Collected data entries:
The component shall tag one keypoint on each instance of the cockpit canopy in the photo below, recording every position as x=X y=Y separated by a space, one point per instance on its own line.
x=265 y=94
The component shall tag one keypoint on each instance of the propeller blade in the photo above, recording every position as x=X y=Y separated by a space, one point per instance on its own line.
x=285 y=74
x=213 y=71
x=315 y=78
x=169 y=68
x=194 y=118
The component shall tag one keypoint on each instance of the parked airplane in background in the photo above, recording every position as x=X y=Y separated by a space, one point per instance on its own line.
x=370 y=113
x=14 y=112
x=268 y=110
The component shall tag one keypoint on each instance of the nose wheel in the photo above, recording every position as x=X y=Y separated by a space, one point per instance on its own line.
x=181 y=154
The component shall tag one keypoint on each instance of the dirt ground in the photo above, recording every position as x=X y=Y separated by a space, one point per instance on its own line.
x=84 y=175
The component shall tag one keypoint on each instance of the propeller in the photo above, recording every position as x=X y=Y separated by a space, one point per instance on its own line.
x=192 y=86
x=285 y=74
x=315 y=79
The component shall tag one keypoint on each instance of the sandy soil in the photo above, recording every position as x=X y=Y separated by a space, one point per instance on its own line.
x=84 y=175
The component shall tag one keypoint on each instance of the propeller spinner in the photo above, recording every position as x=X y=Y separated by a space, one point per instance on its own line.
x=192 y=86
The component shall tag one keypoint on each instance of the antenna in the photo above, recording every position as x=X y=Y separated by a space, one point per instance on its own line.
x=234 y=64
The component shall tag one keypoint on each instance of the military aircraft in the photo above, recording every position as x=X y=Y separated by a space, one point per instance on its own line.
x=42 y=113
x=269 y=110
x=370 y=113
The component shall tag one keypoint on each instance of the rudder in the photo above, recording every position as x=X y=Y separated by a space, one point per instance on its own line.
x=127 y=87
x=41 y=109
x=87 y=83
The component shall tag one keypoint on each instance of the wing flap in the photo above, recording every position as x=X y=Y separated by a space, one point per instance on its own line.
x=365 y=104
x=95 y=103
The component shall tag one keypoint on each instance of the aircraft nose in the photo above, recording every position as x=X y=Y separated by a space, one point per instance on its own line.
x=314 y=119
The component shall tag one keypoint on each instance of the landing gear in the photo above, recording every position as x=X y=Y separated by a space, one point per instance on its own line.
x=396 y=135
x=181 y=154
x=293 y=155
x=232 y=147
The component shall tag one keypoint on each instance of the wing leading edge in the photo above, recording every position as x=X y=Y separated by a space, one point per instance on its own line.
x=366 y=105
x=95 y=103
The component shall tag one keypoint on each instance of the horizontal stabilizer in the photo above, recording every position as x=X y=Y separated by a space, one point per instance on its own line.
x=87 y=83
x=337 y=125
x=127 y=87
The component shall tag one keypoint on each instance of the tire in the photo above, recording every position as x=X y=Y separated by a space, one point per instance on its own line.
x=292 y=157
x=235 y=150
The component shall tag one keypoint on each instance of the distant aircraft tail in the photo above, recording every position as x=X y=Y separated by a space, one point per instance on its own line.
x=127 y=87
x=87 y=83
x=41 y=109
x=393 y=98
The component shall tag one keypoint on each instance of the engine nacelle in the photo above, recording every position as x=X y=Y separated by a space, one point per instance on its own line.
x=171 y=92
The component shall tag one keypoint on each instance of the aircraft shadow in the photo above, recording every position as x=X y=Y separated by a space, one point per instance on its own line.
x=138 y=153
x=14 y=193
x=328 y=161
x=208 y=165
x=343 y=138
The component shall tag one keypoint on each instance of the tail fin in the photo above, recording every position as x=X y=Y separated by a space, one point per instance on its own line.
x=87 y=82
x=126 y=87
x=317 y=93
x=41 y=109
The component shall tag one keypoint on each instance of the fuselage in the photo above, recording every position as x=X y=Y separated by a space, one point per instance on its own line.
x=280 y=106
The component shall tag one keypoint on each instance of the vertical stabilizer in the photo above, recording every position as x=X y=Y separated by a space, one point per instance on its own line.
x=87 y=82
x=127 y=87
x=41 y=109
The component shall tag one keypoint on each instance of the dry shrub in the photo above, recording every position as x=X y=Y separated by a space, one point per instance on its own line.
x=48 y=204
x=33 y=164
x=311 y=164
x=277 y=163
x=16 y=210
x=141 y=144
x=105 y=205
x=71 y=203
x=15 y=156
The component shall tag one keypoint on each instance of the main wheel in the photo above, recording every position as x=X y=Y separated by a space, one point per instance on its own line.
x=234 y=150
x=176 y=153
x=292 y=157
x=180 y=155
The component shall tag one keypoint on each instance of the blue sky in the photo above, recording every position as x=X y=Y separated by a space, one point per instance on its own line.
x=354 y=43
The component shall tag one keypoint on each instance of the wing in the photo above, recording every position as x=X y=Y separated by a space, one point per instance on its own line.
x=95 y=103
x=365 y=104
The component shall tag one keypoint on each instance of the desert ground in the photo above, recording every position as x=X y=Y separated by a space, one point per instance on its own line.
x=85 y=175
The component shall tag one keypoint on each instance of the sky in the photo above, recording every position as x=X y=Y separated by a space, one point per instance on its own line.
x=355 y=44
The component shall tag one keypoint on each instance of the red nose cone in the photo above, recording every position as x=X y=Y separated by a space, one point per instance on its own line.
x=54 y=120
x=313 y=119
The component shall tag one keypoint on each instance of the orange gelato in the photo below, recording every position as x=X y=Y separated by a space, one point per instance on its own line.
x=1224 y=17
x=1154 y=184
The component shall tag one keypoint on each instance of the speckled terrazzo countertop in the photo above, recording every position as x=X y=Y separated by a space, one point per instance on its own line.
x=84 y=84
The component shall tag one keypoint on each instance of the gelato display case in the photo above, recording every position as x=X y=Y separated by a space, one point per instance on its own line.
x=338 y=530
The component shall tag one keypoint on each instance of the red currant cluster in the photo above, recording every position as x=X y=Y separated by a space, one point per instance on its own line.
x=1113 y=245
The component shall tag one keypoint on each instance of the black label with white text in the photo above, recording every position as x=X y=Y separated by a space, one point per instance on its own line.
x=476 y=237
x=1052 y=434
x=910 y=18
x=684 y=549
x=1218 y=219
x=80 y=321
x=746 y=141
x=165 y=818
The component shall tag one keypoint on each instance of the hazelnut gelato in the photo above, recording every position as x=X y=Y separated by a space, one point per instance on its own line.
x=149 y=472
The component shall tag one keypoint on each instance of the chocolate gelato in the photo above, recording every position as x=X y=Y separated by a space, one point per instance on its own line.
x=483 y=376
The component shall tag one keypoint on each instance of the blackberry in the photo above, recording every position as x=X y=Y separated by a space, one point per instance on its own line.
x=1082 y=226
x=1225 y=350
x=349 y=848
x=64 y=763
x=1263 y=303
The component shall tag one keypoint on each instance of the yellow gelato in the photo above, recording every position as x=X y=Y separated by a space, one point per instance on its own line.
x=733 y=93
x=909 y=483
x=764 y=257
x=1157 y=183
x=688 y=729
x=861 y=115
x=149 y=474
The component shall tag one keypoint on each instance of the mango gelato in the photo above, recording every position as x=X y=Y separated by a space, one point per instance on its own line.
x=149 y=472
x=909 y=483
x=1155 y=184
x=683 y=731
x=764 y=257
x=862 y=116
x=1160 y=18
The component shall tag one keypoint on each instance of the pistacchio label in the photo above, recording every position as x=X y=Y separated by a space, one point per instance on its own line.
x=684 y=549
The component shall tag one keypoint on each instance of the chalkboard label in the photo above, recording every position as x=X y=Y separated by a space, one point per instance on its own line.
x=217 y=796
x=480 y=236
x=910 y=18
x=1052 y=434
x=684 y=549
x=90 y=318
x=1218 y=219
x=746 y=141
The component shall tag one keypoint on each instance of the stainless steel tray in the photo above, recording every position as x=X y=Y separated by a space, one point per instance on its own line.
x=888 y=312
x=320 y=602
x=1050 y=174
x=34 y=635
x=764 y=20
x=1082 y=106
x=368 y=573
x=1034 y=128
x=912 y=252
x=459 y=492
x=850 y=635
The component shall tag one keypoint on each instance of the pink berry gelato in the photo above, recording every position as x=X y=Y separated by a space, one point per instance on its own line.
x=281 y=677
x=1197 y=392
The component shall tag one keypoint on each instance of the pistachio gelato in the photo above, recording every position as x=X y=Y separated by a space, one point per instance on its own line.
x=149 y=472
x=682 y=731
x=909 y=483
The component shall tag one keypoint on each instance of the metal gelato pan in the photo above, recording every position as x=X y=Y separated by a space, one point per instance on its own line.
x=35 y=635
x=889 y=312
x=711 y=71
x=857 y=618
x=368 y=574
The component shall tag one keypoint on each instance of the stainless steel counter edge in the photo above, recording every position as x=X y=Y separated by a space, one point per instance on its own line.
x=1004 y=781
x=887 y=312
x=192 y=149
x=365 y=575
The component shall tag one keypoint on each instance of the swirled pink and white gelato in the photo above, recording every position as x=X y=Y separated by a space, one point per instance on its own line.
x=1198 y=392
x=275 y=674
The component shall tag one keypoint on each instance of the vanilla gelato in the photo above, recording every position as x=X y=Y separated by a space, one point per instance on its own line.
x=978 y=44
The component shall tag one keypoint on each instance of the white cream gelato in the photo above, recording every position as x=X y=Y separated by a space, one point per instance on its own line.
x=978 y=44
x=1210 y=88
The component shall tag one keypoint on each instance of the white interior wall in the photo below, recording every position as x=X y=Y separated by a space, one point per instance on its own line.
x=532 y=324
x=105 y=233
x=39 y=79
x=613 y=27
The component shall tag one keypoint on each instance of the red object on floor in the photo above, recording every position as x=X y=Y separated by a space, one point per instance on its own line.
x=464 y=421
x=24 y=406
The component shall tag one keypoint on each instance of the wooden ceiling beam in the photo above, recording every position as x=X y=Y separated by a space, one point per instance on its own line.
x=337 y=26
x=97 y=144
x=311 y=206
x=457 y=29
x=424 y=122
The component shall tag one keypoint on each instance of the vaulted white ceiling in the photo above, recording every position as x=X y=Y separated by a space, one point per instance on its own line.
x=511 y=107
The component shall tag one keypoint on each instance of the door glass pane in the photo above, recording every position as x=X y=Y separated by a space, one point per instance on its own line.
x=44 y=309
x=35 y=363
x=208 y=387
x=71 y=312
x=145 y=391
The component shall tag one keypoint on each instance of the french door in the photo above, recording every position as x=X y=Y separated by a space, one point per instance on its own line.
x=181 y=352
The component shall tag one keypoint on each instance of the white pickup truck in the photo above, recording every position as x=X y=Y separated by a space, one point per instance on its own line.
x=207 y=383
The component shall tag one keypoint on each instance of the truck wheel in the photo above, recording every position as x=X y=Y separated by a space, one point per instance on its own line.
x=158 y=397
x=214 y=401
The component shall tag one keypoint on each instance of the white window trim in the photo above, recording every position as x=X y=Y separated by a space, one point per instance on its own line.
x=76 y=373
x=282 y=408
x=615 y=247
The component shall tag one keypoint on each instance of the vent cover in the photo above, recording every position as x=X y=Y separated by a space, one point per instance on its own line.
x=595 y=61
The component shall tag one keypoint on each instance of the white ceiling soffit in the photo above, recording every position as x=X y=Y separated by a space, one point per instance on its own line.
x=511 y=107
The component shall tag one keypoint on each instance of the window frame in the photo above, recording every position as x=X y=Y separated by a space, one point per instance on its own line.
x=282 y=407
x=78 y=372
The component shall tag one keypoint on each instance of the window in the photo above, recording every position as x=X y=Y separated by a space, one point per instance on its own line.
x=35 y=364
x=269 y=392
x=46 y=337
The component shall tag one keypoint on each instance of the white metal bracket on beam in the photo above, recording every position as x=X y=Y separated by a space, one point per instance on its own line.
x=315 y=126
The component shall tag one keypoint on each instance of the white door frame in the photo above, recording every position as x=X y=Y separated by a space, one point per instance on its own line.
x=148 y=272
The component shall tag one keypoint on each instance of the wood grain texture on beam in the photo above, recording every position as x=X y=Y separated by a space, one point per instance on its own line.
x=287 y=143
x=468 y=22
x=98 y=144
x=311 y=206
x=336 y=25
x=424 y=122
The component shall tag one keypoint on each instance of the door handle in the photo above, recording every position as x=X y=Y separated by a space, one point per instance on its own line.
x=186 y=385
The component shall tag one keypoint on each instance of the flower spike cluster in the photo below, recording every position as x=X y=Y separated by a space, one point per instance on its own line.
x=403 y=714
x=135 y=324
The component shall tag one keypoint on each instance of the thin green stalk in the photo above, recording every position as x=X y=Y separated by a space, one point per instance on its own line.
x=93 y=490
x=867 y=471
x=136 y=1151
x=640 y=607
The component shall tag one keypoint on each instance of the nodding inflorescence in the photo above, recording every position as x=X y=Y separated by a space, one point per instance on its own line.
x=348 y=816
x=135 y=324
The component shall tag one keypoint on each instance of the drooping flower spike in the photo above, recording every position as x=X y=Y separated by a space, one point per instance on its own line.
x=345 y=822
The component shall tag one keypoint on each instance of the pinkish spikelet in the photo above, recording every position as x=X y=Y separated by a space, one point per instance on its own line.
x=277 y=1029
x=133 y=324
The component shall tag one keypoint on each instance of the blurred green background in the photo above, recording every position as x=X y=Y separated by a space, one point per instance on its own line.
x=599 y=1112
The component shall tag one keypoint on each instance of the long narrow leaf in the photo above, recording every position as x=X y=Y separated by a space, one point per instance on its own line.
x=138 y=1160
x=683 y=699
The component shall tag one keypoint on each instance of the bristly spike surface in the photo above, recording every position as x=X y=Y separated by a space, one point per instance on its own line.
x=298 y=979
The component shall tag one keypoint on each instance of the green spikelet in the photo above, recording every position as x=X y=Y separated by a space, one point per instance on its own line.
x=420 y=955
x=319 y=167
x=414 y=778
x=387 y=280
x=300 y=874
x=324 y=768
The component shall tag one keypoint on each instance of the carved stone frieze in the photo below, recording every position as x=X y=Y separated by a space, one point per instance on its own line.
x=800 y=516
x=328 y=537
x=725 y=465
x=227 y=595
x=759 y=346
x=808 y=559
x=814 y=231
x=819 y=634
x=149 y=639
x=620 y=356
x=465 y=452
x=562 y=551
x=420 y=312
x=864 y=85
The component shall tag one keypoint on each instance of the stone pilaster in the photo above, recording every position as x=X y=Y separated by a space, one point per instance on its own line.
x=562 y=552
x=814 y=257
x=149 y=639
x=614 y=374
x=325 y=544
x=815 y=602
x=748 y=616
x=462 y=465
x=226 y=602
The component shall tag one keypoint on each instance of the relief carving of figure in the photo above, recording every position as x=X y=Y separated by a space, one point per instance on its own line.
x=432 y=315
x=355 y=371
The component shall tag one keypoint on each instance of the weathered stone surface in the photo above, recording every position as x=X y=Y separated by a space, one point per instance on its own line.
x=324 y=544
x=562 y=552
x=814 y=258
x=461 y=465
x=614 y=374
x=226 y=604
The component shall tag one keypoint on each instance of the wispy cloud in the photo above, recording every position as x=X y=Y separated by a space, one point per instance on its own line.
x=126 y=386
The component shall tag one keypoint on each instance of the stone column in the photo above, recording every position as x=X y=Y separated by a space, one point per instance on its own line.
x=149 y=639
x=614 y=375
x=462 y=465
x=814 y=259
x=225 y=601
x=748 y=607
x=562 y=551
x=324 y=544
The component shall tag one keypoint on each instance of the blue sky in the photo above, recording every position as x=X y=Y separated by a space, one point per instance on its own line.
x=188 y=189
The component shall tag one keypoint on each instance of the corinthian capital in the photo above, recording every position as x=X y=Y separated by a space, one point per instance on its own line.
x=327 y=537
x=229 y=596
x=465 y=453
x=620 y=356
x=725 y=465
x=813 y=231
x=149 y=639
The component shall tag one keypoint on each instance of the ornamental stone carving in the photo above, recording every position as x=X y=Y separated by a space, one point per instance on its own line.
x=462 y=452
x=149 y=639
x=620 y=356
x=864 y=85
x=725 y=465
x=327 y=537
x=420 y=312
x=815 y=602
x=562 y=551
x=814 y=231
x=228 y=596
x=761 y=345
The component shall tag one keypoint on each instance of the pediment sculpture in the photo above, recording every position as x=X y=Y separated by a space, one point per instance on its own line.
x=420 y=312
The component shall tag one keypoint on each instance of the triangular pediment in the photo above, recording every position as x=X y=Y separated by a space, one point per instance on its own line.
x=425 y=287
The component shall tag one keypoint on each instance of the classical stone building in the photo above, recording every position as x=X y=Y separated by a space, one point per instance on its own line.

■ WRITTEN REQUEST:
Reproduce the lines of the entries above exactly, but only from the line containing "of the wispy" through the final line.

■ THE ANSWER:
The component shall tag one keypoint on each instance of the wispy cloud in the photo above, recording every position as x=X y=Y separated by a space, one point per instance on its own line.
x=126 y=386
The component shall tag one keypoint on each instance of the stone column in the photo above, recording every position as x=X y=Y separated by a space, one point per instance on its own line.
x=149 y=639
x=614 y=375
x=462 y=465
x=814 y=259
x=225 y=601
x=748 y=607
x=562 y=551
x=324 y=544
The component shall tag one keypoint on each instance of the blue sky in the photo above, recording every position as x=X y=Y separated by a space, one point per instance on its own line.
x=188 y=189
The component shall tag one keypoint on each instance of the corinthian capital in the photo above, recording every position as x=X y=Y separated by a space, one point per instance on its own line.
x=327 y=537
x=229 y=596
x=465 y=453
x=620 y=356
x=725 y=465
x=813 y=231
x=149 y=639
The component shall tag one keypoint on each instance of the ornamental stone carving in the photo above, recording every position as x=X y=Y separated by a space, one point per instance on its own line.
x=462 y=452
x=149 y=639
x=620 y=356
x=864 y=85
x=725 y=465
x=327 y=537
x=420 y=312
x=815 y=602
x=562 y=551
x=814 y=231
x=228 y=596
x=761 y=345
The component shall tag one keypoint on each instance of the pediment sculpture in the photo above, recording every position as x=X y=Y separated by a space, one point per instance on its own line.
x=420 y=312
The component shall tag one keypoint on each instance of the triangular pediment in the photo above, recording every position as x=X y=Y separated by a space, one point per instance on its own line.
x=425 y=287
The component shall tag one keypoint on each instance of the classical stone building in the photo above, recording every position as x=X y=Y separated by a space, one point per instance on its own line.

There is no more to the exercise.